_ЗАДАНИЕ 1_. Извлеките из приведенной ниже статьи о дочери Василисе дословно фрагмент от слов «Помню ощущения, когда» до слов «любят, холят, лелеют.».

Его хотелось обогреть. У нас с мужем были одинаковые ценности в жизни, искусстве, общий взгляд на многие вещи. В любви признавался постоянно. Когда мы поженились, решили, что, если родится мальчик, назовем его Василием. Родилась дочка. Назвали Василисой.
Я обожаю дочь, так же как обожала меня мама. Василиса у меня поздний ребенок, можно сказать, выстраданный. Всю свою жизнь я к ней рвусь. Даже мысленно ее ни на секунду от себя не отпускаю. У меня мама точно такая же была. Только ее молитвами ничего ужасного в моей жизни не случилось. Я всегда завидовала простым людям. Они просыпаются в своей квартире, идут на работу, потом возвращаются домой, вместе ужинают. Они не едут в эти экспедиции, не спят в этих жутких поездах, не томятся в ожидании отправки самолета. Люди живут нормальной человеческой жизнью. С нашей профессией это невозможно. У меня, например, не было декретного отпуска. Я все время снималась. В «Праздниках детства», когда была беременна. Я еще кормила грудью, а меня пригласили на съемки телевизионного спектакля в Ленинград.
Помню ощущения, когда оторвала Василису от груди, мне перевязали грудь, чтобы не шло молоко, и я уехала. Не помню, как снималась, потому что думала только о Василисе, как она там с папой, без меня. Помню тот вечер, томительное ожидание «Стрелы», которая идет в Москву. Как я мысленно толкала эту «Стрелу». Это было три или четыре дня всего, но я до сих пор помню эти ощущения жути совершеннейшей, тоски. Конечно, старалась Василису на чужих людей не оставлять, таскала по экспедициям. Ей это безумно нравилось. Все ее любят, холят, лелеют.

_ПРЕДОСТАВЛЕННЫЕ ЗАПИСИ_.
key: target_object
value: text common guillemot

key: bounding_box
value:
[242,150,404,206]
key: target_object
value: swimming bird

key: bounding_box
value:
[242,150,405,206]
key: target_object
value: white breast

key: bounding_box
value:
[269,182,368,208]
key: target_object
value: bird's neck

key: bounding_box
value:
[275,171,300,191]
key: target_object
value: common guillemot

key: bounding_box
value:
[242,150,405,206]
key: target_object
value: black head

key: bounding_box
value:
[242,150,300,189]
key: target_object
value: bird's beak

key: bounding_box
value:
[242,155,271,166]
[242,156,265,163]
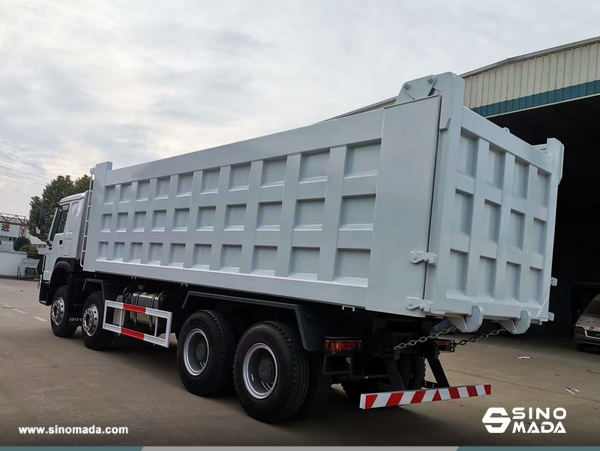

_ЗАДАНИЕ 2_. Скопируйте дословно все записи, приведенные выше, и не включайте в ответ изображения.

_ОТВЕТ К ЗАДАНИЮ 1_.
Помню ощущения, когда оторвала Василису от груди, мне перевязали грудь, чтобы не шло молоко, и я уехала. Не помню, как снималась, потому что думала только о Василисе, как она там с папой, без меня. Помню тот вечер, томительное ожидание «Стрелы», которая идет в Москву. Как я мысленно толкала эту «Стрелу». Это было три или четыре дня всего, но я до сих пор помню эти ощущения жути совершеннейшей, тоски. Конечно, старалась Василису на чужих людей не оставлять, таскала по экспедициям. Ей это безумно нравилось. Все ее любят, холят, лелеют.

_ОТВЕТ К ЗАДАНИЮ 2_.
key: target_object
value: text common guillemot

key: bounding_box
value:
[242,150,404,206]
key: target_object
value: swimming bird

key: bounding_box
value:
[242,150,405,206]
key: target_object
value: white breast

key: bounding_box
value:
[269,182,368,208]
key: target_object
value: bird's neck

key: bounding_box
value:
[275,171,300,191]
key: target_object
value: common guillemot

key: bounding_box
value:
[242,150,405,206]
key: target_object
value: black head

key: bounding_box
value:
[242,150,300,189]
key: target_object
value: bird's beak

key: bounding_box
value:
[242,155,271,166]
[242,156,265,163]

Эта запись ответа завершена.